**TASK DIRECTIONS**
Please repeat the lines below word for word, leaving out the pictures.

**DATASET EXCERPTS**
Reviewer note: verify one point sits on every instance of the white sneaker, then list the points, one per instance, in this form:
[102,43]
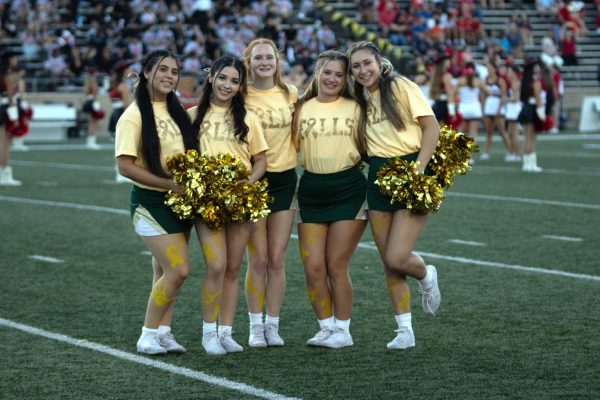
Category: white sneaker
[340,338]
[322,335]
[167,341]
[230,345]
[6,178]
[149,344]
[272,335]
[257,336]
[403,340]
[212,345]
[431,298]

**REPLY TO THE TASK**
Reviewer note: verify one point sits on every instance of the white sneaker, then list the points, one per instance, in this form:
[102,43]
Category: white sneaker
[340,338]
[322,335]
[167,341]
[230,345]
[6,178]
[149,344]
[272,335]
[257,336]
[403,340]
[212,345]
[431,298]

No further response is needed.